=== Gezeigter Textauszug ===

Gericht: Bundesgerichtshof
Beschluss verkündet am 06.07.2009
Aktenzeichen: AnwZ (B) 52/08
Rechtsgebiete: BRAO, BeamtStG, BBG, GG


Vorschriften:

BRAO § 1
BRAO § 14 Abs. 2
BRAO § 42 Abs. 1
BRAO § 42 Abs. 4
BeamtStG § 33
BeamtStG § 34
BBG § 61
GG Art. 3 Abs. 1
GG Art. 12
GG Art. 14
Der Widerruf der Zulassung zur Rechtsanwaltschaft nach § 14 Abs. 2 Nr. 5 BRAO wegen Ernennung zum (Fach-) Hochschulprofessor unter Berufung in das Beamtenverhältnis auf Lebenszeit verstößt weder gegen die Eigentumsgarantie (Art. 14 GG, Art. 1 ZP 1 EMRK) noch gegen die Berufsfreiheit (Art. 12 GG) und ist auch nicht deswegen zu beanstanden, weil für Steuerberater und Wirtschaftsprüfer andere Regelungen getroffen worden sind.

=== Datenzeilen ===

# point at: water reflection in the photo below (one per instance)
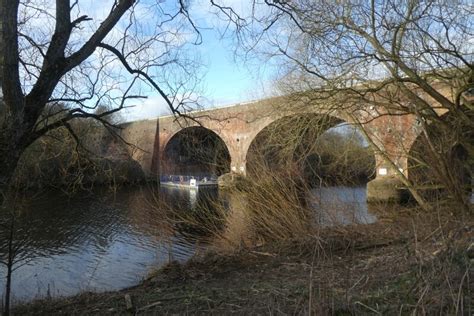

=== Gestellte Aufgabe 1 ===
Prüfe für jede der folgenden Aussagen, ob sie mit dem Gerichtsbeschluss übereinstimmt. Antworte jeweils mit Ja oder Nein und zitiere die entscheidenden Worte des Beschlusses wörtlich. (a) Der Beschluss wurde am 06.07.2009 verkündet. (b) Das Aktenzeichen lautet AnwZ (B) 52/09. (c) Der Widerruf der Zulassung verstößt gegen die Berufsfreiheit.
=== Gestellte Aufgabe 2 ===
Für welche Berufsgruppen sind nach dem Gerichtsbeschluss andere Regelungen getroffen worden?
=== Gestellte Aufgabe 3 ===
Schreibe den Gerichtsbeschluss über den Widerruf der Anwaltszulassung im Anschluss an seinen letzten Satz weiter.

=== Ergebnis 1 ===
(a) Ja: „Beschluss verkündet am 06.07.2009“
(b) Nein: „Aktenzeichen: AnwZ (B) 52/08“
(c) Nein: „verstößt weder gegen die Eigentumsgarantie (Art. 14 GG, Art. 1 ZP 1 EMRK) noch gegen die Berufsfreiheit (Art. 12 GG)“

=== Ergebnis 2 ===
Für Steuerberater und Wirtschaftsprüfer.

=== Ergebnis 3 ===
Der Bundesgerichtshof, Senat für Anwaltssachen, hat

durch

den Vorsitzenden Richter Dr. Ganter,

die Richter Dr. Ernemann und Dr. Schmidt-Räntsch,

die Richterin Lohmann,

die Rechtsanwälte Dr. Martini, Prof. Dr. Quaas und Dr. Braeuer

nach mündlicher Verhandlung

am 6. Juli 2009

beschlossen:

Tenor:

Die sofortige Beschwerde des Antragstellers gegen den Beschluss des 2. Senats des Hessischen Anwaltsgerichtshofs vom 4. Februar 2008 wird zurückgewiesen.

Der Antragsteller hat die Kosten des Beschwerdeverfahrens zu tragen und der Antragsgegnerin die ihr im Beschwerdeverfahren entstandenen notwendigen außergerichtlichen Auslagen zu erstatten.

Der Geschäftswert für das Beschwerdeverfahren wird auf 50.000 EUR festgesetzt.

Gründe:

I.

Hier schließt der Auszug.